What the task requires
Pick up the passage on the reliability of Myoton devices for measuring muscle properties and continue it from its last sentence.

** Opening Source document block **

Reliability of using prototypes of Myoton devices has generally been good but varied with the muscle studied [17-21]. When compared with TMG, the Myoton-3 device was more reliable on repeated testing and more valid for detecting changes in muscle parameters at different muscle lengths [20]. The within day (sessions 30 minutes apart) intra-rater reliability of the Myoton-3 in BB in a small group of stroke patients (n=12) produced fair to good ICCs for both the affected side (ICC: 0.54- 0.99) and poor to good for the non-affected sides (ICC 0.25- 0.98) [16]. A larger study of 62 stroke patients, testing 60 minutes apart, found excellent ICCs for BB and triceps in both limbs (ICC 0.79-0.96) apart from BB tone in the unaffected limb (ICC=0.72) [17]. Reliability of novice user is important to examine, not only to reflect the clinical situation but as it may influence the likely uptake of the technique by clinicians if it is found to be easy to use.

** Closing Source document block **
** Opening Recorded data block **

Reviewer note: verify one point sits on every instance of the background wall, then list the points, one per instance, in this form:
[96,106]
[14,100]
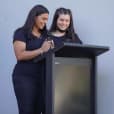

** Closing Recorded data block **

Response area
The contralateral side is often used clinically to assess abnormalities of the injured side [22,23]. Such comparison requires knowledge of the normal level of symmetry. Myoton studies on stroke patients have not compared data with healthy control data to examine the magnitude of asymmetry as a guide to the degree of abnormality. Studies of muscles in healthy older populations are lacking and therefore needed for comparison with patient groups, in terms of providing reference values, establishing normal symmetry and assessing reliability.
Biceps brachii (BB) is an important muscle to test in older people. With approximately half of stroke survivors experiencing difficulty with a non-functional arm [3], the BB muscle often forms the focus of rehabilitation efforts. Between-side symmetry of mechanical properties has not been established for healthy older adults.
The present study aimed to: 1) investigate the level of betweenside symmetry between BB muscle characteristics of the two upper limbs measured using the MyotonPRO in older males over the age of 65 years and, 2) establish the within-session intra-rater reliability of a novice user of the MyotonPRO device.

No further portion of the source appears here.